>> begin Exercise data
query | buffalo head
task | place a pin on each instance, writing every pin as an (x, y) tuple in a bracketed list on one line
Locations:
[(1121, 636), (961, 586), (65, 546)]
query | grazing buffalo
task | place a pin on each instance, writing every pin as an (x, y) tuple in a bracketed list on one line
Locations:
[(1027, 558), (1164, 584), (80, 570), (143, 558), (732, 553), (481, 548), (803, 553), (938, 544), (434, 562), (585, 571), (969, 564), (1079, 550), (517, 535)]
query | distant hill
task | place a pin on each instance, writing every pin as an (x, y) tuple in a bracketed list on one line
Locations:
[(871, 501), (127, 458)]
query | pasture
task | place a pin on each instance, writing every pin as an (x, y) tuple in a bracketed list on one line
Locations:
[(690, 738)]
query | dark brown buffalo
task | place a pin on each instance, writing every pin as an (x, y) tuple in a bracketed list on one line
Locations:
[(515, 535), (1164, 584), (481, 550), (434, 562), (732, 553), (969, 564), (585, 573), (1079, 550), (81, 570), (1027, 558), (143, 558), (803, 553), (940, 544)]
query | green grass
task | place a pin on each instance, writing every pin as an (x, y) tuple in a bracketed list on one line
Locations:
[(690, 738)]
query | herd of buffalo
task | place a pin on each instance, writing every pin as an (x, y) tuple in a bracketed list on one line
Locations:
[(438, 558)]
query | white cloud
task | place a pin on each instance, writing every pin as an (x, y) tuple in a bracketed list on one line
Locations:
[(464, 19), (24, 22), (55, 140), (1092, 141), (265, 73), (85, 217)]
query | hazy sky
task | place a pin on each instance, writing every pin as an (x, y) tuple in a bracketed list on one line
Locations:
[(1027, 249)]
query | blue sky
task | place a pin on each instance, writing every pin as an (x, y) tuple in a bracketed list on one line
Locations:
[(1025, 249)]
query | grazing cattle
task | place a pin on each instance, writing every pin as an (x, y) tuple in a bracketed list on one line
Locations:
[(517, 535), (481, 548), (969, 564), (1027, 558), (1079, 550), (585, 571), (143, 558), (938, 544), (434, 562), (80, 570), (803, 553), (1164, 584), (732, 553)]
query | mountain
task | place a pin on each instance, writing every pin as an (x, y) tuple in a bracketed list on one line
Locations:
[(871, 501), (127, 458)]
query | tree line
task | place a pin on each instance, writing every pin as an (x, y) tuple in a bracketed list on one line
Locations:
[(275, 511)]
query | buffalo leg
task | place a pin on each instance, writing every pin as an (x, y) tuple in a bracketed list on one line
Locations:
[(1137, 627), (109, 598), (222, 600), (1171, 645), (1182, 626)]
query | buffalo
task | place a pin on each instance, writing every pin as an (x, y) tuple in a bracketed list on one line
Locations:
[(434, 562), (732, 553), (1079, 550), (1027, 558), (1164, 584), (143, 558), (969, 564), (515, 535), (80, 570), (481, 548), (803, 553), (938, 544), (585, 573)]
>> end Exercise data
Task directions: Rewrite the records from the start through the line containing "553), (940, 544)]", requests included, offsetting every coordinate in the answers by -126.

Output for this exercise:
query | buffalo head
task | place a pin on each instance, writing every pin as an (x, y) tuple in a bracketed list on one line
Locations:
[(995, 510), (835, 460), (-61, 420)]
query | grazing buffalo
task | place a pin on each instance, writing every pin as an (x, y) tuple in a bracketed list on one line
Locations:
[(901, 432), (1038, 458), (-46, 444), (17, 432), (606, 427), (355, 422), (677, 427), (812, 418), (308, 436), (459, 445), (843, 438), (953, 424), (391, 409)]
query | distant hill
task | place a pin on each instance, writing every pin as an (x, y) tuple in a bracketed list on one line
Locations:
[(745, 375), (1, 332)]
query | pasture
task | place a pin on each instance, writing every pin as an (x, y) tuple in a bracketed list on one line
Locations:
[(564, 612)]
query | dark brown buffalo
task | place a pin on each instance, writing every pin as an (x, y) tuple in a bracketed list on one line
Locations:
[(389, 409), (1038, 458), (355, 424), (308, 436), (606, 427), (843, 438), (459, 447), (953, 424), (-45, 444), (901, 432), (17, 432), (677, 427), (814, 418)]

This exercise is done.